■ **TASK GOAL**:
What you produce should be every line from the data that includes "wall".

■ **RECORDS SHOWN**:
========================================================================

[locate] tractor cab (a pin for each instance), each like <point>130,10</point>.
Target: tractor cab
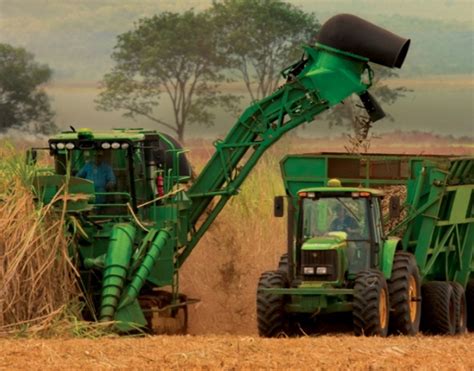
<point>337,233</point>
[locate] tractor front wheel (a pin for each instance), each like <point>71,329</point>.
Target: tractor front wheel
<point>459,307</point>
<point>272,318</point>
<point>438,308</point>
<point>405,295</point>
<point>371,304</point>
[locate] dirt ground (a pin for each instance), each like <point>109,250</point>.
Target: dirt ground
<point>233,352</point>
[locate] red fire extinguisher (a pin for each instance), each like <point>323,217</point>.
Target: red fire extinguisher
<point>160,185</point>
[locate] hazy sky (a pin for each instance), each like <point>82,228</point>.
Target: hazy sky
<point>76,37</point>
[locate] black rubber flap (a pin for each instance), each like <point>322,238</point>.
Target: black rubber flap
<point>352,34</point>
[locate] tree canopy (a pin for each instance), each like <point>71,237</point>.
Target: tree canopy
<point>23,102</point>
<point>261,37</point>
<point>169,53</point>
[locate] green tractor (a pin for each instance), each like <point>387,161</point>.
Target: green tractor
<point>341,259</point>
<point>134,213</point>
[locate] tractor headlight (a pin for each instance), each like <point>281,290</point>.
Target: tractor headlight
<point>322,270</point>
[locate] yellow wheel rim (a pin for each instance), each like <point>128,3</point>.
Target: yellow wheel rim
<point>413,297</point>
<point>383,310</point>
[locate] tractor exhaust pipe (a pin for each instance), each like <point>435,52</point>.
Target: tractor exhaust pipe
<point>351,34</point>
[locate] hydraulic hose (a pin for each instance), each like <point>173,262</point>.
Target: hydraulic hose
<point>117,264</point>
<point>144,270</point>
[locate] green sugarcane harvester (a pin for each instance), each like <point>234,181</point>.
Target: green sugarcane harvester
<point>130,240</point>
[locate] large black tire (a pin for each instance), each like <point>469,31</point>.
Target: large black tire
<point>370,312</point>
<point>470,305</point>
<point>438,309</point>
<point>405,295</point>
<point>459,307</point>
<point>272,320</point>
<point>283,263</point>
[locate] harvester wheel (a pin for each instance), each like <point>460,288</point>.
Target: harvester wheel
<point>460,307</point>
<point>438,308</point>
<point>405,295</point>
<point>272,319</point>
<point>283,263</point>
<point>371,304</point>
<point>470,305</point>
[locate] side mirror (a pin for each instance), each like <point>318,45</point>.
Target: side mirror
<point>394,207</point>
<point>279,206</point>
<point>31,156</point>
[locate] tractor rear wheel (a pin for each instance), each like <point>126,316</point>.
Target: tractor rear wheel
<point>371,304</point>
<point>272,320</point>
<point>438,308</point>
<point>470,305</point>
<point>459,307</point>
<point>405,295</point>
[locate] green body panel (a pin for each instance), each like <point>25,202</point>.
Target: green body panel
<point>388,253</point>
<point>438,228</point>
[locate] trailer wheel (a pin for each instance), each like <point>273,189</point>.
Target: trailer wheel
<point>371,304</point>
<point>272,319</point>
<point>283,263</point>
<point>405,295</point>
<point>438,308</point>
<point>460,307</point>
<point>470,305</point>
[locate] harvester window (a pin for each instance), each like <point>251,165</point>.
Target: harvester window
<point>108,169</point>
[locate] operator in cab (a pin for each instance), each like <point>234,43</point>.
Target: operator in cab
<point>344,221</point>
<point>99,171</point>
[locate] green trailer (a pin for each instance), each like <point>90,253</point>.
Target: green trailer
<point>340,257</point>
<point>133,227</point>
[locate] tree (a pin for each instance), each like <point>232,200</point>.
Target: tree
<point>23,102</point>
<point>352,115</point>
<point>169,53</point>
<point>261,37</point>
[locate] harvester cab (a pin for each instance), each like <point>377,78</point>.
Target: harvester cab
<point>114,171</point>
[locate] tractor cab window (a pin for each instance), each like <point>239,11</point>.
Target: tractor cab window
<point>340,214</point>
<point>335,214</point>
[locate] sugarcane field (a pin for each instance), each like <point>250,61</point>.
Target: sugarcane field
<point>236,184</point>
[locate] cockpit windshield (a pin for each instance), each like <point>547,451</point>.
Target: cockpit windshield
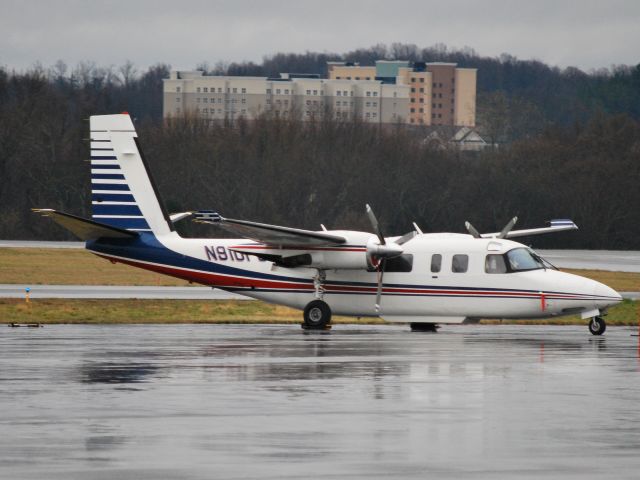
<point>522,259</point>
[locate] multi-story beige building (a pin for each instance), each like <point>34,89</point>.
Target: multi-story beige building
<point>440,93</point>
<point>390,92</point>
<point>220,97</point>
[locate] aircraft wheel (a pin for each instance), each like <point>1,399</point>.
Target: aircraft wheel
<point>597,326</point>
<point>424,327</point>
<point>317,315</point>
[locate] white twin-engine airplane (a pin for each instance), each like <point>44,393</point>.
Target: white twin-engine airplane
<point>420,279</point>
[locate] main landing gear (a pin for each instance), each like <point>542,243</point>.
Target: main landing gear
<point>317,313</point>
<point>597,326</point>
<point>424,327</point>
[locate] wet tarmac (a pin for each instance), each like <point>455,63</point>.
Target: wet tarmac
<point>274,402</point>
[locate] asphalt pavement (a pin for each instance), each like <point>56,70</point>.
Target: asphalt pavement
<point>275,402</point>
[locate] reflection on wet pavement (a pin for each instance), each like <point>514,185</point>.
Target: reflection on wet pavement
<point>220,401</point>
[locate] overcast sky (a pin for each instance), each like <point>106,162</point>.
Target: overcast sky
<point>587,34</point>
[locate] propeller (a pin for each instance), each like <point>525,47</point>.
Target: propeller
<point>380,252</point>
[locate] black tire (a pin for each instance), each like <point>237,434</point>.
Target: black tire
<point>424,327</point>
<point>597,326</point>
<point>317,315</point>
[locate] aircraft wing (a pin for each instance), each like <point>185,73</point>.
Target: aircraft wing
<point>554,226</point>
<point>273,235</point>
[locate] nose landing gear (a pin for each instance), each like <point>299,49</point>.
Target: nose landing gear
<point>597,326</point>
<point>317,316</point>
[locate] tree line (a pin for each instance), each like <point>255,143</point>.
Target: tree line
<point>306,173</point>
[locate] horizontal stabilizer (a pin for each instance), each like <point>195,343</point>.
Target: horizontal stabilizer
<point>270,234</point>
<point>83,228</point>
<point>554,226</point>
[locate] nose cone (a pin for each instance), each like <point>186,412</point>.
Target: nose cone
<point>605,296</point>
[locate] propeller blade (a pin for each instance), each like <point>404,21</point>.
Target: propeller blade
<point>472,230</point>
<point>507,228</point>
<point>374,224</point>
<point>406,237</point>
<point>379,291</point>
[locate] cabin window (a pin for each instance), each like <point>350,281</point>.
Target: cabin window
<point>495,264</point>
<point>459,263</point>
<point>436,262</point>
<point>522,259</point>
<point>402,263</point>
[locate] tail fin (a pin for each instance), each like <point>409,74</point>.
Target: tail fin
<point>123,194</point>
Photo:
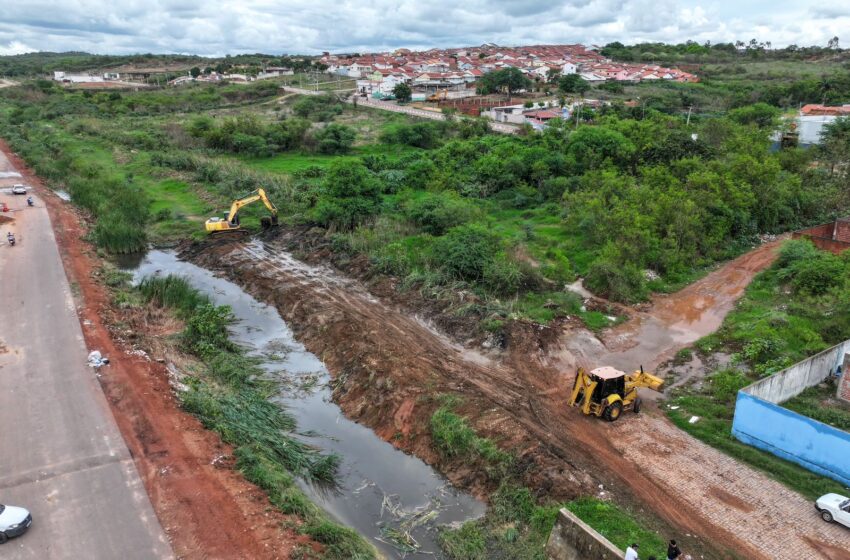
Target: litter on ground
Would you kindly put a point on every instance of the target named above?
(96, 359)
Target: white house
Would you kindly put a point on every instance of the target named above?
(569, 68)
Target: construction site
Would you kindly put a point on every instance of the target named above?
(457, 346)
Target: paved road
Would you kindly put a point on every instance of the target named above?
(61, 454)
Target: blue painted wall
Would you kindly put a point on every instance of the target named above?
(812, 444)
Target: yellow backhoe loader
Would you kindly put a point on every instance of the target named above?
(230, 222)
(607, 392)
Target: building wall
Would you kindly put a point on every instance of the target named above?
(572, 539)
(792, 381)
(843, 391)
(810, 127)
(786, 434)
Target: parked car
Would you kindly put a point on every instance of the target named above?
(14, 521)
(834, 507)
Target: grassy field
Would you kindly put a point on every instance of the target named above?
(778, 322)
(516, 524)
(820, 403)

========================================================================

■ **EXERCISE RESPONSE**:
Target: blue painted wall
Target: building wall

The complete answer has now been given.